Exactly as written, print the lines from the top of the listing through the line containing "Mark a dot on every instance of the water reflection"; include no pictures.

___ Records supplied

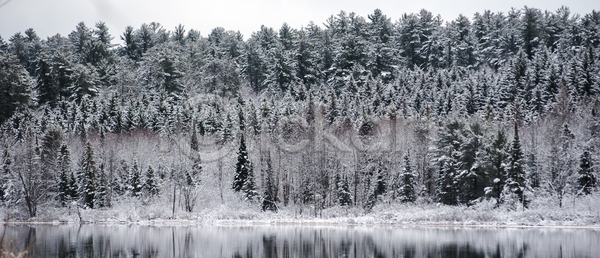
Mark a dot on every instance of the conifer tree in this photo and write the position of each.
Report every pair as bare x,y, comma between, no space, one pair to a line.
496,157
269,197
194,140
135,181
406,192
64,164
87,176
151,184
515,174
242,167
344,194
586,179
102,196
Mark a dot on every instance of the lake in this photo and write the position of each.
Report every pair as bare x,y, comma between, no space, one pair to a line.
297,241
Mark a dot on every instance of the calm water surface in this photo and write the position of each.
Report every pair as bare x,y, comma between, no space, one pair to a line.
297,241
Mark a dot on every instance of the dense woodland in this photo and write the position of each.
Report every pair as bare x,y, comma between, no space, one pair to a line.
358,111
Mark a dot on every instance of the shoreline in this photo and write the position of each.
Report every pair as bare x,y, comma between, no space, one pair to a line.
345,222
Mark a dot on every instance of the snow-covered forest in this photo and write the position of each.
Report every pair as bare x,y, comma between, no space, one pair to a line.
501,109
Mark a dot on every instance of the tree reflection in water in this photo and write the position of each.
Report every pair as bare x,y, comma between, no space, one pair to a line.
297,241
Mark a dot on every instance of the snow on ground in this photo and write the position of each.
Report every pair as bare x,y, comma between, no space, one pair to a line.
580,212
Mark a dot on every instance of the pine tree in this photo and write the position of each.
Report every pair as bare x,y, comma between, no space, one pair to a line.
586,179
102,195
87,176
406,191
194,141
249,187
344,195
515,174
64,164
269,197
135,181
151,184
496,157
449,179
15,86
242,167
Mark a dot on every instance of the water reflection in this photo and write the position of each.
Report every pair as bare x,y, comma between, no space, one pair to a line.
294,241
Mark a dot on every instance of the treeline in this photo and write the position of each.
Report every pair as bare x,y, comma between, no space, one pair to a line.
500,107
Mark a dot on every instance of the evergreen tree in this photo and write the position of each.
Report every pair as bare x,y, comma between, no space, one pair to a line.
64,164
242,167
15,86
495,160
269,197
406,191
449,180
87,176
515,174
135,184
151,184
194,141
102,195
344,194
586,179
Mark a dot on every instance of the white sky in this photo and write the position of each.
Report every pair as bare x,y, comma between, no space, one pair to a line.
48,17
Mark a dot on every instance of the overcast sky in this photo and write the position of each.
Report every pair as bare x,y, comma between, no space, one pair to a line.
48,17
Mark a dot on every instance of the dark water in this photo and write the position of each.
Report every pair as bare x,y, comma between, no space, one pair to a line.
297,241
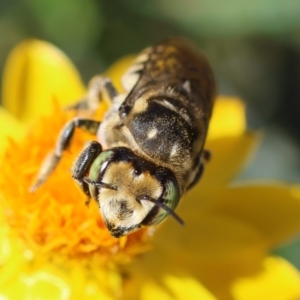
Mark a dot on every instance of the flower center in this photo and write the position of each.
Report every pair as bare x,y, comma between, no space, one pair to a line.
55,219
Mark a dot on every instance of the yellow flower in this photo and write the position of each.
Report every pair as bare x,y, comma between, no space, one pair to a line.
53,247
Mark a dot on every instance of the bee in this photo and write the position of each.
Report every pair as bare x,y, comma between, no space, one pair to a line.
148,149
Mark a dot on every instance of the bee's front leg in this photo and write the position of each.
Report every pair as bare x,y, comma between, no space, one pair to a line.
98,86
203,158
62,143
82,165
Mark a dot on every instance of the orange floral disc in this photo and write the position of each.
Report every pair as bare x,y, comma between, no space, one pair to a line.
55,218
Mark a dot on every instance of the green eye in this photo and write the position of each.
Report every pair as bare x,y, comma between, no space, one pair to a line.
170,198
99,165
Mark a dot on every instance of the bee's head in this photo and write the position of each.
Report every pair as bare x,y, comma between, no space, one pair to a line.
132,192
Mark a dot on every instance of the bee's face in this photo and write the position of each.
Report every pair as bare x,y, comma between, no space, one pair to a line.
131,183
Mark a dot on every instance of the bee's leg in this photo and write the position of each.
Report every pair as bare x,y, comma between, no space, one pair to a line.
82,165
204,157
63,142
98,86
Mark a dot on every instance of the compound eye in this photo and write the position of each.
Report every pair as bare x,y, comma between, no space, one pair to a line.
97,170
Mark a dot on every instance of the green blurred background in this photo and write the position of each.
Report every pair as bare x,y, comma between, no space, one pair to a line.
253,46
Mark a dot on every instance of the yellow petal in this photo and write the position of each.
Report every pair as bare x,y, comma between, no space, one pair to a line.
228,118
9,127
273,209
209,238
35,73
175,288
277,281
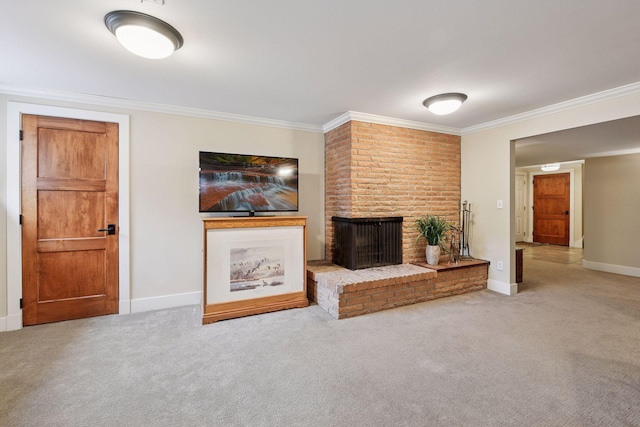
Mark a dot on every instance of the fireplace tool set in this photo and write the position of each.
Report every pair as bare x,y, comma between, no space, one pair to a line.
460,249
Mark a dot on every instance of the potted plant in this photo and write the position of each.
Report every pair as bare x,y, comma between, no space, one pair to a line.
434,229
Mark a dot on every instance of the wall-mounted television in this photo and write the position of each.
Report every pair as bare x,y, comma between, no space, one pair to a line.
247,183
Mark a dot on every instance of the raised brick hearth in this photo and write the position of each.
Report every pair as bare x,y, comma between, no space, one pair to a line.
344,293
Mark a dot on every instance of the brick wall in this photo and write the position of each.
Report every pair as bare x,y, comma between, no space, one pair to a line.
379,170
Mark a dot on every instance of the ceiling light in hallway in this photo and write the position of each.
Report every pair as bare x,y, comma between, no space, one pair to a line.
143,34
445,103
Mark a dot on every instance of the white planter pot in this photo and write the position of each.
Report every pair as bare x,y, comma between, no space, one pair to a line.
433,255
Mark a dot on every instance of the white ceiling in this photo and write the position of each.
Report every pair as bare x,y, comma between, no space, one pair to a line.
308,62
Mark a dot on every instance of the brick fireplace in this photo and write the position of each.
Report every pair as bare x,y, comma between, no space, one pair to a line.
374,170
377,171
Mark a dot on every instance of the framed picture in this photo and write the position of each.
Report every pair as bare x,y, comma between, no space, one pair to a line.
253,265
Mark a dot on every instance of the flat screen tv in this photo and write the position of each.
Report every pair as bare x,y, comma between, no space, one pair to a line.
246,183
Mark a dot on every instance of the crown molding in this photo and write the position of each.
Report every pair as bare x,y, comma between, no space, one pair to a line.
149,106
389,121
556,108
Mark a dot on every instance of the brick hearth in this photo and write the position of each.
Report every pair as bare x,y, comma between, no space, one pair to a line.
344,293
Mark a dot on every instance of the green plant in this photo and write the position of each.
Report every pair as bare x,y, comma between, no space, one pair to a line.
433,228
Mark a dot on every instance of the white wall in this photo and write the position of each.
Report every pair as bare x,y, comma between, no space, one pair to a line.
488,171
165,226
612,209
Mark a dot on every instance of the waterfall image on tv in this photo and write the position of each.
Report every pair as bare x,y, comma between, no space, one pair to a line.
246,183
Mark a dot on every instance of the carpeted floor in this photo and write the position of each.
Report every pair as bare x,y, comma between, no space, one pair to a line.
563,352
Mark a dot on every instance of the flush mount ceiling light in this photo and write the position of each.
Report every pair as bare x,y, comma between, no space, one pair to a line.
143,34
550,167
445,103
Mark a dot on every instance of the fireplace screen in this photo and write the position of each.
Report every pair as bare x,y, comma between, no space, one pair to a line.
367,242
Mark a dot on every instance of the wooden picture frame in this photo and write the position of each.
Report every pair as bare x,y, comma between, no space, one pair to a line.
253,265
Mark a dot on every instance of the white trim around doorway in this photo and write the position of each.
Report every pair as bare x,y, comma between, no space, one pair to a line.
572,205
14,240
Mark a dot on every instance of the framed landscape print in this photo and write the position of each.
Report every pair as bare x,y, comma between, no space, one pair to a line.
253,265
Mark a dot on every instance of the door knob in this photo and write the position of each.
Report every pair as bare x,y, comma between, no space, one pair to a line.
111,229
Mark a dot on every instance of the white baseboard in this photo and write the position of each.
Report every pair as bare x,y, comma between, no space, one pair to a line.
124,307
501,287
165,301
611,268
14,322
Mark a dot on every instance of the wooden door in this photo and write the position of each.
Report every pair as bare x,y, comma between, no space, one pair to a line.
69,195
551,208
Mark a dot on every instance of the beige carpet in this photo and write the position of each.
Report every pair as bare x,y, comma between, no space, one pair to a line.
563,352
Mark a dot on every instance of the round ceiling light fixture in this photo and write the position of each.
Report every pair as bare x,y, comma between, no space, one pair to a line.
550,167
445,103
143,34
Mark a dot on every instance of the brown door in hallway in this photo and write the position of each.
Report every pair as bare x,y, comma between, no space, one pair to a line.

______

**Answer box:**
Mark a dot on every instance of the conifer tree in this photo and write the position of each.
Report every pair as bare x,y, comma between, no space, one pair to a line.
496,157
269,197
194,140
135,181
406,192
64,164
87,176
151,184
515,174
242,167
344,194
586,179
102,196
Mark a dot on every instance of the lake in this photo and write the position of each.
Report every pair as bare x,y, comma between, no space, one pair to a line.
297,241
Mark a dot on every instance of the calm water surface in this photo and write the position of each.
Report every pair as bare x,y, comma between, no space, one pair to a line.
297,241
Mark a dot on every instance of the dense woodland in this photo and write the position of each.
Report every pair as bare x,y, comma between, no space, one pair to a line.
358,111
Mark a dot on every instance of the shoreline in this photo and write the position of each.
Report every pair as bare x,y, comma between, no space, one pair to a line.
345,222
Mark a dot on every instance of the snow-covered forest in this photo and write the position of each.
Report every pair as bare x,y, comma between, no space, one pair to a line.
501,109
Mark a dot on every instance of the tree reflection in water in this photo and write the position of each.
Report every pair as bare x,y, comma between, no space, one pair to a line.
297,241
Mark a dot on every instance of the snow on ground in this photo and write the position of each.
Report every pair as bare x,y, comma between, no space, one pair to a line.
580,212
Mark a dot on every instance of the pine tree in this photo and write the position of each.
Report every pair as bare x,y, comma between, no space, one pair to a line.
586,179
102,195
87,176
406,191
194,141
249,187
344,195
515,174
64,164
269,197
135,181
151,184
496,157
449,179
15,86
242,167
Mark a dot on every instance of the water reflection in this photo and write the position of each.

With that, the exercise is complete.